#### GIVEN PROBLEM
Swap "instance" for "occurrence" in the lines starting at the one containing "If you could point out the grass" and ending at the one containing "If you could point out the green vertical", and give back only those lines with nothing else altered.

#### INPUT FOR THIS TASK
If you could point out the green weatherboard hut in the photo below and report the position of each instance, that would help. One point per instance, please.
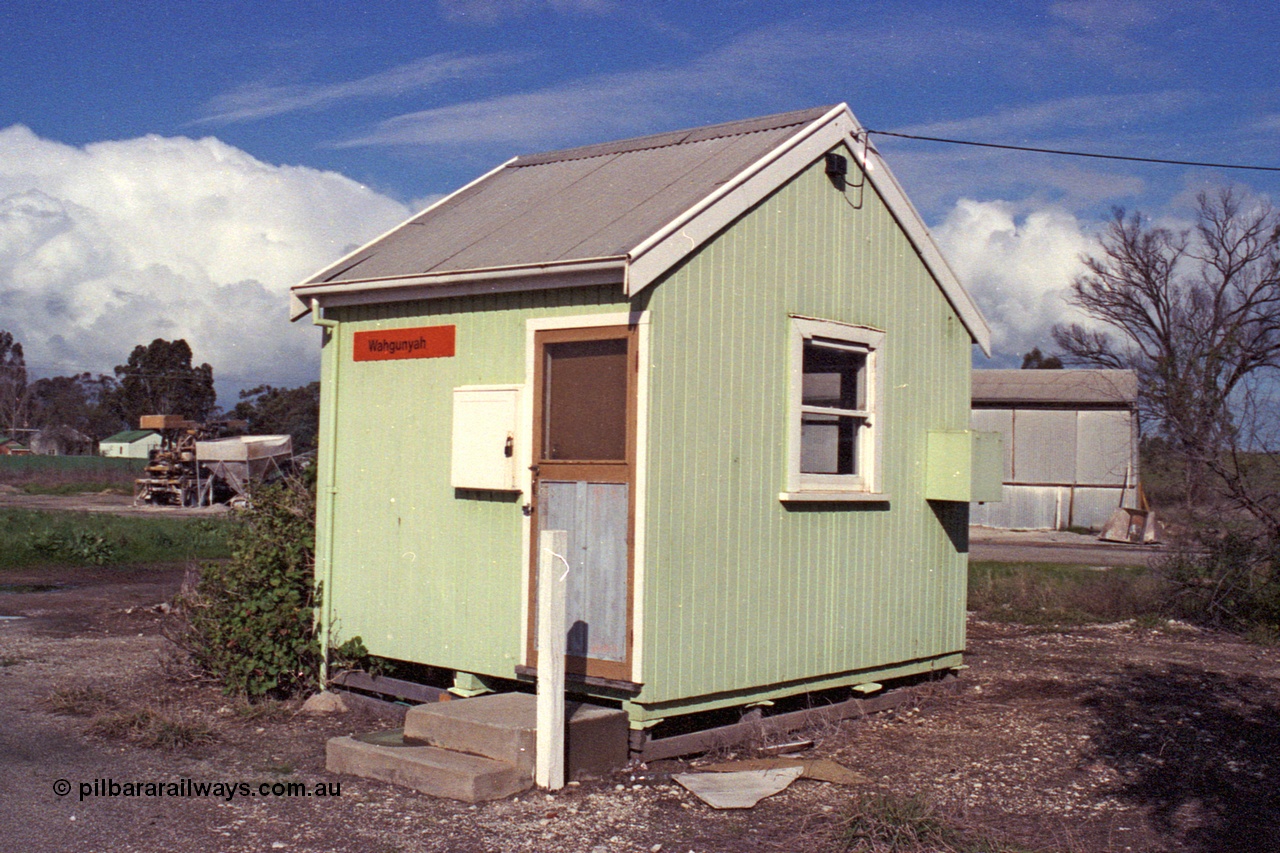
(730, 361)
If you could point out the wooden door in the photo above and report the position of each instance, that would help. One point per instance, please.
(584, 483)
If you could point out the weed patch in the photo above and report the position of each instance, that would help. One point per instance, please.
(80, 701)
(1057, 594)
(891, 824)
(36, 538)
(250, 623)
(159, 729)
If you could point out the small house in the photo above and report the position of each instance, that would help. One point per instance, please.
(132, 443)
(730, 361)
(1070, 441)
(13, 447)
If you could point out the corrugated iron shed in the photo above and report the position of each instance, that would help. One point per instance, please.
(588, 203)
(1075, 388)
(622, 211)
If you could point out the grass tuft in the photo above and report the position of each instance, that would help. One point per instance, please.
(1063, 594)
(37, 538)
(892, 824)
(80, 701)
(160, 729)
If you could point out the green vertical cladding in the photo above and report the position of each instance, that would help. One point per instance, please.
* * *
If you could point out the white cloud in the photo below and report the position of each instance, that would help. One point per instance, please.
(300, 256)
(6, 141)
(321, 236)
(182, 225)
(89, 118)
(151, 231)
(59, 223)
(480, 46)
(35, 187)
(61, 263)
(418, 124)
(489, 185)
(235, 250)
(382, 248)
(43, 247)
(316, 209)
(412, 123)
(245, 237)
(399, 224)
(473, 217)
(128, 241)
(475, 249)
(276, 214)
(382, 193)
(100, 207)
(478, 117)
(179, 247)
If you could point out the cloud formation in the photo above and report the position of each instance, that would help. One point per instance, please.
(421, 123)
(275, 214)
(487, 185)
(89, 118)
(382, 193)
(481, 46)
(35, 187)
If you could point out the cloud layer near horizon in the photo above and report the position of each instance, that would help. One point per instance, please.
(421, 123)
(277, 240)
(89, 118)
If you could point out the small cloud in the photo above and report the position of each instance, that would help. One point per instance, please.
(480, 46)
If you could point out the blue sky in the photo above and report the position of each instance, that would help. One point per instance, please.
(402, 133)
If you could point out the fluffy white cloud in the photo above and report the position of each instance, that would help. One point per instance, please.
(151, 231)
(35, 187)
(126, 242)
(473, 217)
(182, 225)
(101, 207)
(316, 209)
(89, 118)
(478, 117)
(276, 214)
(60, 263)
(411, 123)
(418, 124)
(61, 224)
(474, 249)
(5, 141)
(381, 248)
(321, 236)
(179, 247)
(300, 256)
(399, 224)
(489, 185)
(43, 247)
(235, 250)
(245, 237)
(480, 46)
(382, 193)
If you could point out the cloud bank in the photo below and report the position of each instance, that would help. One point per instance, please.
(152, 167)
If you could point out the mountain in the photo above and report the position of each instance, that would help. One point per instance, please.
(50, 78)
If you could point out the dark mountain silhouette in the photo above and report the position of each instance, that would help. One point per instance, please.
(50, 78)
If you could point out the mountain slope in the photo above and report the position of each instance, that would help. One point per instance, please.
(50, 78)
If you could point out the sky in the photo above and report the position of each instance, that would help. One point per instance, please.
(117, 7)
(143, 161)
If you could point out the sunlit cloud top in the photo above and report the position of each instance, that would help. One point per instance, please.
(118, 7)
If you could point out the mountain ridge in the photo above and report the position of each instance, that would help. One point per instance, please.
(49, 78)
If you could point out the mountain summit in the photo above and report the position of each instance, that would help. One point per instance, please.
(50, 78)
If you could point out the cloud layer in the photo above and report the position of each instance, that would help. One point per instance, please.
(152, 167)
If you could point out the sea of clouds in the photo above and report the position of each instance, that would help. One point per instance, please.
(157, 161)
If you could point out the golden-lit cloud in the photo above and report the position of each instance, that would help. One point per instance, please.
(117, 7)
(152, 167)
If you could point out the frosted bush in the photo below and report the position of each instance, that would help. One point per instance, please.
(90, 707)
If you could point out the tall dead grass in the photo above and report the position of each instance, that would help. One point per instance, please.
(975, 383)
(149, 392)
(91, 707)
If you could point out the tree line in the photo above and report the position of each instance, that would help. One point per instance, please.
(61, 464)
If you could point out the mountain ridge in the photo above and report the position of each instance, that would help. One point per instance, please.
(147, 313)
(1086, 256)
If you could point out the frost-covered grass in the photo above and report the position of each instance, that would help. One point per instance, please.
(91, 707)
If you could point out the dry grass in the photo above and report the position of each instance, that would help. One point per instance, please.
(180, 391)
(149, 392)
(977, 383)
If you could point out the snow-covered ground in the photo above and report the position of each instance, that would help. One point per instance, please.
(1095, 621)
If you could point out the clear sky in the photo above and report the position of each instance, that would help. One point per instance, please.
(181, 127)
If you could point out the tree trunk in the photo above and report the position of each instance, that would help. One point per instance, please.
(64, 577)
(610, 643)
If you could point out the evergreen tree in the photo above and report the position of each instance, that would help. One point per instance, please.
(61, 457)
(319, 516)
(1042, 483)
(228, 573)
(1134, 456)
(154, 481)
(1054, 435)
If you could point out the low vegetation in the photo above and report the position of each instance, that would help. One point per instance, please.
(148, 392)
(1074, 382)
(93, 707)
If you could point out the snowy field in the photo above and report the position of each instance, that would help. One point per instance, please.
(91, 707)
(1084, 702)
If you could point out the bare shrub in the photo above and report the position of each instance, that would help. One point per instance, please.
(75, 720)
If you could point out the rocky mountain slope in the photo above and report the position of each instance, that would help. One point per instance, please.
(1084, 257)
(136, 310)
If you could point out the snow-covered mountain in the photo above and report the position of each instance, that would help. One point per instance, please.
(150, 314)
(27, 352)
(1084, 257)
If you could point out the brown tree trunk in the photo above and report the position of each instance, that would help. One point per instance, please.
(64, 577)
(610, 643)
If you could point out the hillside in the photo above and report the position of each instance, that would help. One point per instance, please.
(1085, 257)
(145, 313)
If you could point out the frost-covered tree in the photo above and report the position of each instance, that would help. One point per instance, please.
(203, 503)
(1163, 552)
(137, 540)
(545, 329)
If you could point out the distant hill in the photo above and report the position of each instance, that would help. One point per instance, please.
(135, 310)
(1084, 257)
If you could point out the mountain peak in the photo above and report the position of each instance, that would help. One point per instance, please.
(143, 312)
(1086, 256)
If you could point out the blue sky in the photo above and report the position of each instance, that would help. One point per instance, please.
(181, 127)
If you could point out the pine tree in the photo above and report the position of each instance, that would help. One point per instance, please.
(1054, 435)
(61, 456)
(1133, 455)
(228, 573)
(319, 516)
---
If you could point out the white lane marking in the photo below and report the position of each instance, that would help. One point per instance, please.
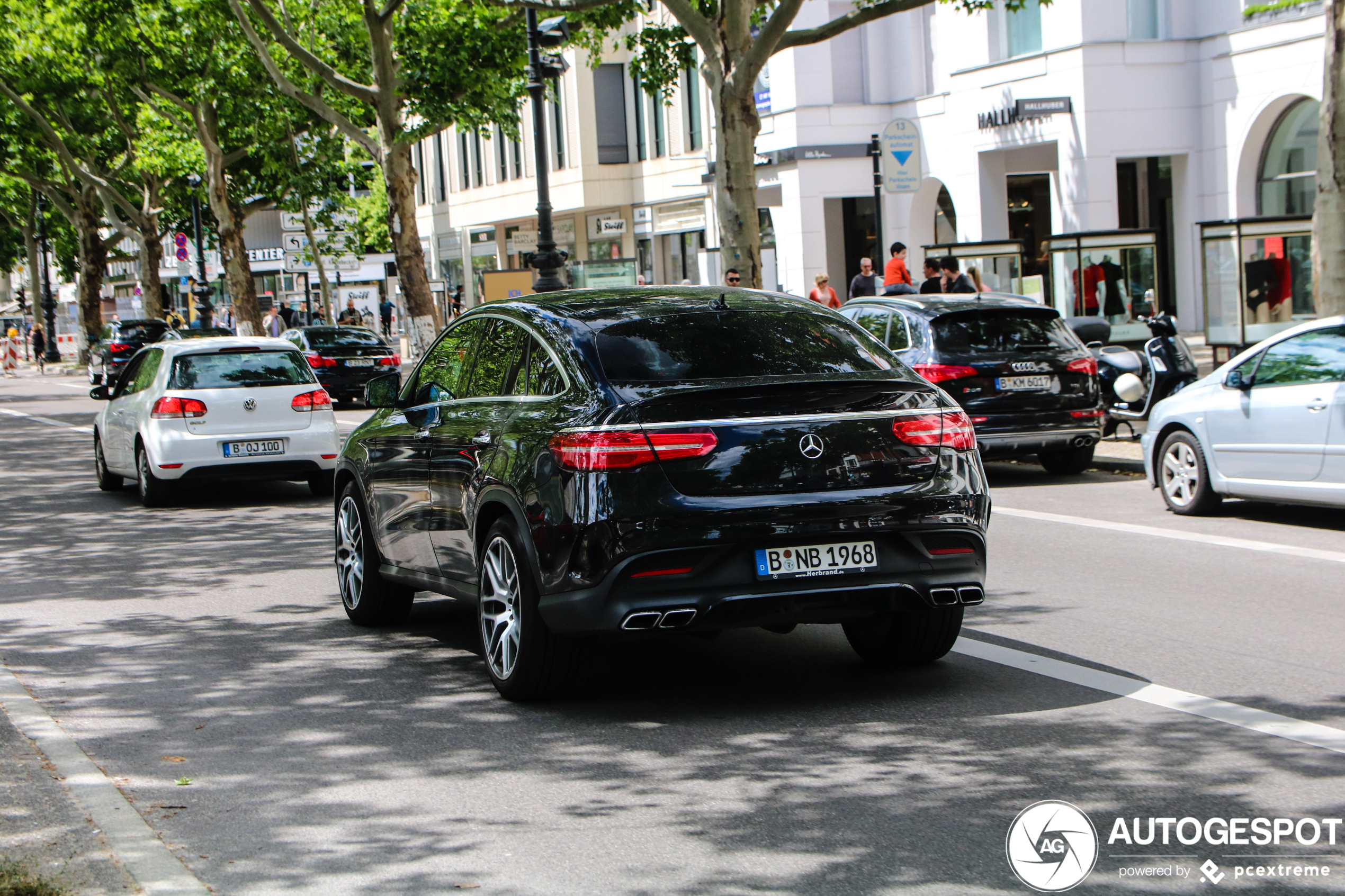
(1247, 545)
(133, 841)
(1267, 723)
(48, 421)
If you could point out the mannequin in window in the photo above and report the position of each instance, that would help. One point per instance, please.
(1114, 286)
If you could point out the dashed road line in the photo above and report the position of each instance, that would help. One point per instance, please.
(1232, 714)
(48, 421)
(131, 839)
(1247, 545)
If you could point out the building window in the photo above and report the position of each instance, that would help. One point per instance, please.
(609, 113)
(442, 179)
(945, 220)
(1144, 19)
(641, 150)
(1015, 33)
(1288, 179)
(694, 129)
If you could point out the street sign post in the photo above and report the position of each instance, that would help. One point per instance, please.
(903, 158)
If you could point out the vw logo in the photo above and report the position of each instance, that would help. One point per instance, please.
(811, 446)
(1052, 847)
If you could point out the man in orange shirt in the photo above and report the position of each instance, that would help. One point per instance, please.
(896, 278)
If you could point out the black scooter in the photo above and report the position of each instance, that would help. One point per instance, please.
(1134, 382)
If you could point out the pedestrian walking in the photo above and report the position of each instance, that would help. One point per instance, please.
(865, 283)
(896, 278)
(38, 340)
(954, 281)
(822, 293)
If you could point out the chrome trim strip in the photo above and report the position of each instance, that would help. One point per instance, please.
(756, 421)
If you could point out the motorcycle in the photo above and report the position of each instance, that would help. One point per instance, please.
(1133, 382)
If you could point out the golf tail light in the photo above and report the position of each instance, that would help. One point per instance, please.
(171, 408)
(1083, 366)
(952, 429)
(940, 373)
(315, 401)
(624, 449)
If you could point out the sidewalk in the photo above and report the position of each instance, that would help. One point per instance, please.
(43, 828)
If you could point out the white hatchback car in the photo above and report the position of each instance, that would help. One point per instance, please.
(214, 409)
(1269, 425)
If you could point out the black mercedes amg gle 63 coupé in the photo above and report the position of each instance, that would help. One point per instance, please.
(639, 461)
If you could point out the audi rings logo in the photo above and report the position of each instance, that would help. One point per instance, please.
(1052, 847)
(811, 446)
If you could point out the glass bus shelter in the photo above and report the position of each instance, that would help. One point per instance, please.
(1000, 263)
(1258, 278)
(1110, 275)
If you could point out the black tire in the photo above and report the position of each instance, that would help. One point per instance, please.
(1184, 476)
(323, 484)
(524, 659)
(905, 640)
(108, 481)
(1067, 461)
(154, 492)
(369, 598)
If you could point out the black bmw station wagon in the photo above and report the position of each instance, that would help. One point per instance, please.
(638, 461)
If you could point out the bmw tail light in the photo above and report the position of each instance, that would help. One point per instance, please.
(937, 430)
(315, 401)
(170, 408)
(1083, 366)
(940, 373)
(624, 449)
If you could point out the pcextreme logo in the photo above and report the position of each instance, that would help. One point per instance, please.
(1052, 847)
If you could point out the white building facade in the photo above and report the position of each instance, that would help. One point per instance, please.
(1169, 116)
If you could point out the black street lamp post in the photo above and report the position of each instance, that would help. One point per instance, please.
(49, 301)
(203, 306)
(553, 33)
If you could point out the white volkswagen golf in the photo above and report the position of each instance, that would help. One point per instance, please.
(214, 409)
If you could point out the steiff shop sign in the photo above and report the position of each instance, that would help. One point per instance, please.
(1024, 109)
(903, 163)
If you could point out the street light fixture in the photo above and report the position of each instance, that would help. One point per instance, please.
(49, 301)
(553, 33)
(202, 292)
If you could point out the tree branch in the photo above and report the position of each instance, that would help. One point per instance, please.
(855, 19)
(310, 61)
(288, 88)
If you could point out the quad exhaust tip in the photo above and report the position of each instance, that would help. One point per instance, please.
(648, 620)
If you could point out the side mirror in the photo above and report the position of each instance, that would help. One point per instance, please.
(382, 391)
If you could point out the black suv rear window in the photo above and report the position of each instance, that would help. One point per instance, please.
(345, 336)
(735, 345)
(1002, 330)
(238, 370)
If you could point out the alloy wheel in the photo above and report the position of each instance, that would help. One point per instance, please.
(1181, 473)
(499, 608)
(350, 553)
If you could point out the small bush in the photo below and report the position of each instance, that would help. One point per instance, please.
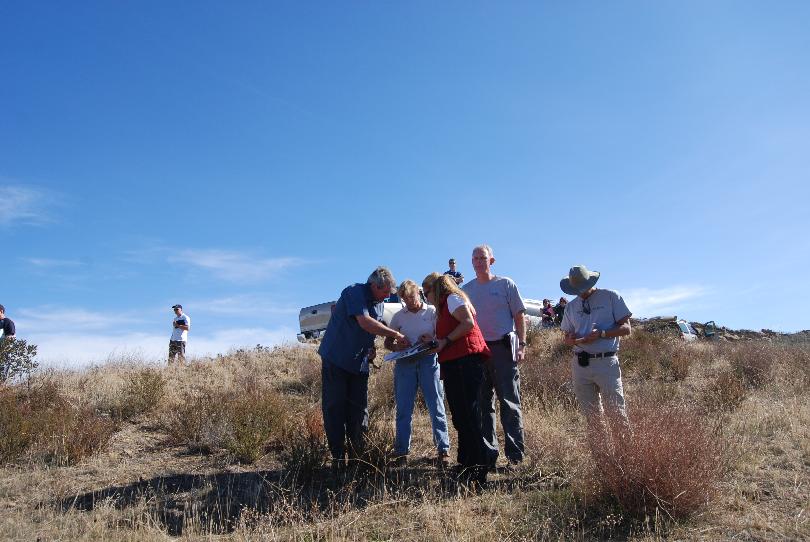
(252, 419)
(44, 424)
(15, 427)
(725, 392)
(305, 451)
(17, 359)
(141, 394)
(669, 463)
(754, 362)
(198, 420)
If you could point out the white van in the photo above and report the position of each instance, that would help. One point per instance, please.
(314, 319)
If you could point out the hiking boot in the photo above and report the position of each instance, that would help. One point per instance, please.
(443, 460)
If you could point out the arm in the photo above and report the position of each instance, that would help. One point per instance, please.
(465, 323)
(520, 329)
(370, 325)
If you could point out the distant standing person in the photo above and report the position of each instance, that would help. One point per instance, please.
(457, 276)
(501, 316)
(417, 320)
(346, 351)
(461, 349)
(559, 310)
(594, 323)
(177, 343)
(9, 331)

#### OUTPUT OF THE EXERCISE
If you could point out the grass tuft in the photo above and report the position of each occurrence, that would help. One point per occurrence, please.
(1063, 594)
(37, 538)
(892, 824)
(80, 701)
(160, 729)
If you could point out the green vertical cladding in the photo above and report the position of each occurrence, that would help. One point per occurrence, please.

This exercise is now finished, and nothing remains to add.